→ **Work order**: Print the listing below again, exactly. Skip the pictures.

→ **Available records**:

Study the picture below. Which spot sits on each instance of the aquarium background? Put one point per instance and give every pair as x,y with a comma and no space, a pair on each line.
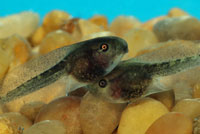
142,9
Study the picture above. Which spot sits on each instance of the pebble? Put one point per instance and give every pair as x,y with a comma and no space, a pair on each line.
55,40
13,123
122,24
167,98
30,110
18,46
189,107
86,27
139,115
196,125
139,39
65,109
171,123
37,37
23,24
47,127
184,27
150,24
100,20
176,12
98,116
54,20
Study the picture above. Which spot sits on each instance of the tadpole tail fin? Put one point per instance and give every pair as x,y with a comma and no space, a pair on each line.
172,66
34,84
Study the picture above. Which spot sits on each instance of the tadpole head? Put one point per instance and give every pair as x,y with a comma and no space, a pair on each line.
97,57
120,86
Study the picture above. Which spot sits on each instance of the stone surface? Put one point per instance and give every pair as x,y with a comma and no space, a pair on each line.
87,27
47,127
18,46
167,98
139,39
171,123
65,109
189,107
123,24
98,116
100,20
23,24
45,95
55,40
176,12
54,20
98,34
150,24
139,116
37,37
196,125
184,27
13,123
30,110
5,60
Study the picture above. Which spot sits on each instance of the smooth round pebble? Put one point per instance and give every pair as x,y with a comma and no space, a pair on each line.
47,127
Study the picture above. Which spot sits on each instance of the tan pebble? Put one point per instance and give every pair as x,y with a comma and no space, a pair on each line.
150,24
3,108
23,24
123,24
65,109
71,26
86,27
176,12
167,98
98,34
13,123
80,92
55,40
47,127
189,107
37,36
139,39
30,110
196,125
5,60
99,116
18,46
44,95
171,123
184,27
196,91
100,20
139,116
54,20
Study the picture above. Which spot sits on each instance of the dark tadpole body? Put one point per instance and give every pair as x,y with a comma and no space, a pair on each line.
81,63
133,78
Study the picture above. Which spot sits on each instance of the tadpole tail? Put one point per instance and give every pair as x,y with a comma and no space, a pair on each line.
35,83
172,66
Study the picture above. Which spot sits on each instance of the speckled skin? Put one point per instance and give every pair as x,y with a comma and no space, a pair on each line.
132,78
85,62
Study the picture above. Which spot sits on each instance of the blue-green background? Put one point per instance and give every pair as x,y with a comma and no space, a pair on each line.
142,9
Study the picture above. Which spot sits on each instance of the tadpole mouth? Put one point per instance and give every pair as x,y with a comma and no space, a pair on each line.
124,45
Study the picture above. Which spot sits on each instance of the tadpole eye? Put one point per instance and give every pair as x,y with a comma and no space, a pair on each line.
102,83
104,47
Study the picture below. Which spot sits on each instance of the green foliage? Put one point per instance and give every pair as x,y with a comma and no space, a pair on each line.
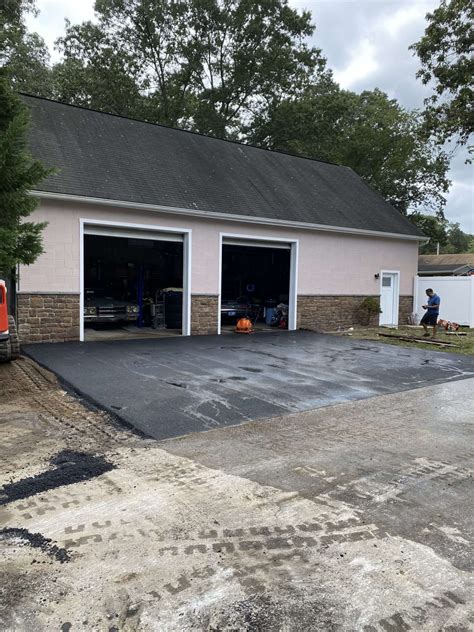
458,241
23,55
445,52
20,240
368,132
368,307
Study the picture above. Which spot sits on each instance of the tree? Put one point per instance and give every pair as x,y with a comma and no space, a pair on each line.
24,55
445,52
20,240
368,132
458,241
209,65
434,228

→ **Exercise response**:
Study the picture below. Which spot sits on each instance of the aquarium background? Put one point per instance and give every pair as x,y with a comma and no space, a pair on each line.
142,9
Study the picture above. Which spot sits on each instance of the pebble? Put one point per instance and give every pair as x,y with a comma and no space, a pair on each line.
55,40
13,123
122,24
167,98
30,110
18,46
189,107
86,27
139,115
196,125
139,39
65,109
171,123
37,37
23,24
47,127
184,27
150,24
100,20
176,12
98,116
54,20
Study the picture above. Which spot sits on each instance of the tadpole tail fin? Put one point per instance and give every pair as x,y with a comma and no space, a pair on each line.
172,66
34,84
Study the picture above. Which spot sits on each instance of the tadpole head? Put one point per instance and give every pair as x,y with a comma and no space, a pair on each line.
97,57
120,86
Study the picture above. Which spot sits on each instance of the stone surface? Put one point per instance and give every pair as x,y with a comma and no space, a pair on each line.
87,27
47,127
18,46
167,98
139,39
171,123
65,109
189,107
123,24
98,116
100,20
23,24
45,95
55,40
176,12
54,20
98,34
150,24
139,116
37,37
196,125
184,27
13,123
30,110
5,60
Study the picture above. Which spot sits on each instance of the smooth round pebble? Put one point per instance and give every pair as x,y with a comma and no space, a pair on each line.
47,127
Study the picture above. Which spot sits on each instance of the tan pebble? Put one point per instance and give every pair as x,y with a comma and no space, a pair on each line.
150,24
3,108
23,24
123,24
65,109
71,26
86,27
176,12
167,98
98,34
13,123
80,92
55,40
47,127
189,107
37,36
139,39
30,110
196,125
5,60
99,116
18,46
44,95
171,123
184,27
196,91
100,20
139,116
54,20
Study the picture above. Which spot sits on each instance of the dark tadpole body? Put one point per instance and give every pair as x,y with a comma and no space, a pair on each line.
81,63
133,78
Study the picture above. Which spot sits on each instance of the tadpole tail? Put one point per instance and give every pair as x,y with a comma and no space, a pair on each line.
35,83
172,66
Study the picture above. Which spot sits on each instance of the speckled skin? Put one point per instance and give every pair as x,y with a comma and no space, a pair on each line.
132,78
85,62
Study the picture above. Which spot sits on each instance of the blue-green background? Put one point per instance and give every pair as x,y with a comma and no space, a pair on each line.
142,9
Study the picture above. Which spot sits on each instance of the tadpole mouth? Put one point per instance and give every pair as x,y with a comma and no space, a pair on each line.
124,45
Study the picture above. Which spot sits on each instance of the tadpole eye? Put one point per instance and give every pair as x,y with a comma and no space, a pair on each line.
102,83
104,47
Study the picture below. Which spot sits on each instance of the green foliage? Put one point per instance and give every pair as x,y with a comma and no space, a pair on each line.
458,241
23,55
445,52
20,240
368,132
368,307
Study the picture above. Which spot sits on each instance of the tree? Put one point per instance and give every pair as x,y with a comma and no space, a pair on each line.
24,55
445,52
20,240
368,132
458,241
209,65
434,228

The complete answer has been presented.